### Extracted information:
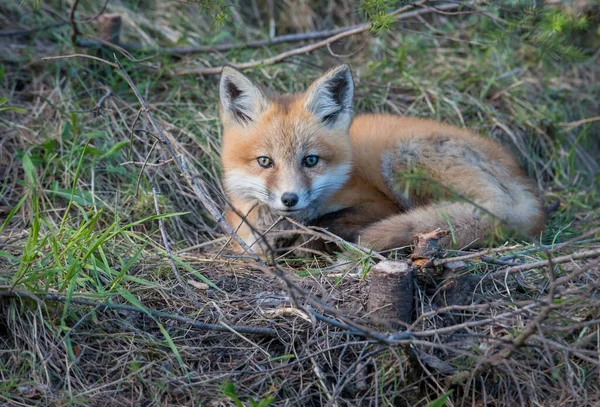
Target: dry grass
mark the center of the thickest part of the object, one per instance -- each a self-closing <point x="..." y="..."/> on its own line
<point x="84" y="271"/>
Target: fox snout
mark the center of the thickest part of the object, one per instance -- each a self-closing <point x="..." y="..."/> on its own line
<point x="289" y="199"/>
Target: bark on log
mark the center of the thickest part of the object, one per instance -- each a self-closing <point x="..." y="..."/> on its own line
<point x="391" y="295"/>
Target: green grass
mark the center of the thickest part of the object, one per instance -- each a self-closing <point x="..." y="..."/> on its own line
<point x="75" y="224"/>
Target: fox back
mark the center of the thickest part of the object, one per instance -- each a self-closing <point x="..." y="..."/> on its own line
<point x="379" y="180"/>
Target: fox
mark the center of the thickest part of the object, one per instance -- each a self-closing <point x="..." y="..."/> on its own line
<point x="373" y="179"/>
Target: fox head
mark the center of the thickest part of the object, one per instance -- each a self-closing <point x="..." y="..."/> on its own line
<point x="288" y="152"/>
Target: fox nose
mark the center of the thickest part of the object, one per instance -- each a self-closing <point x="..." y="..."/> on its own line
<point x="289" y="199"/>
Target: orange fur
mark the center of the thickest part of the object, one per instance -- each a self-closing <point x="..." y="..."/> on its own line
<point x="380" y="180"/>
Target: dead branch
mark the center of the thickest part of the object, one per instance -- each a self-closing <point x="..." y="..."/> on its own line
<point x="584" y="254"/>
<point x="400" y="14"/>
<point x="109" y="28"/>
<point x="163" y="232"/>
<point x="74" y="28"/>
<point x="159" y="314"/>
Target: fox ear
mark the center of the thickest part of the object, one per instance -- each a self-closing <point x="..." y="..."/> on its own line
<point x="330" y="97"/>
<point x="241" y="101"/>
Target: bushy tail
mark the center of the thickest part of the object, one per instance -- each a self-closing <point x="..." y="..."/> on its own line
<point x="468" y="226"/>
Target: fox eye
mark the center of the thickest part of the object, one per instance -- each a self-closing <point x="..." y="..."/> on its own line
<point x="310" y="161"/>
<point x="264" y="161"/>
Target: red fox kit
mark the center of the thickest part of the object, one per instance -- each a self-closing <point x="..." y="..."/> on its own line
<point x="378" y="179"/>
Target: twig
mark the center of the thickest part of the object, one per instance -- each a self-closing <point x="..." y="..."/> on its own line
<point x="144" y="164"/>
<point x="399" y="14"/>
<point x="534" y="325"/>
<point x="74" y="28"/>
<point x="19" y="33"/>
<point x="98" y="107"/>
<point x="574" y="124"/>
<point x="109" y="305"/>
<point x="584" y="254"/>
<point x="163" y="232"/>
<point x="104" y="61"/>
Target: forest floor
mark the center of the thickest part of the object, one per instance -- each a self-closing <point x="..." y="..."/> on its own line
<point x="92" y="311"/>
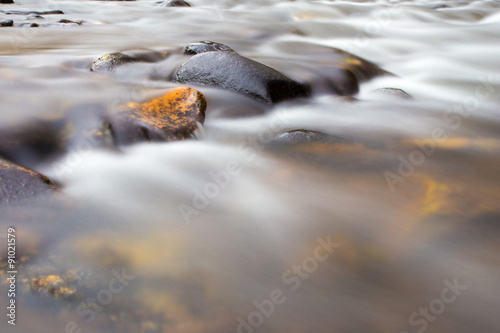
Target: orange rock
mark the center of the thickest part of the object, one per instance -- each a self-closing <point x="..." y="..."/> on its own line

### Problem description:
Search the material above for the word "grass", then copy each line that holds it.

### Reply to the exercise:
Target: dry grass
Target: green grass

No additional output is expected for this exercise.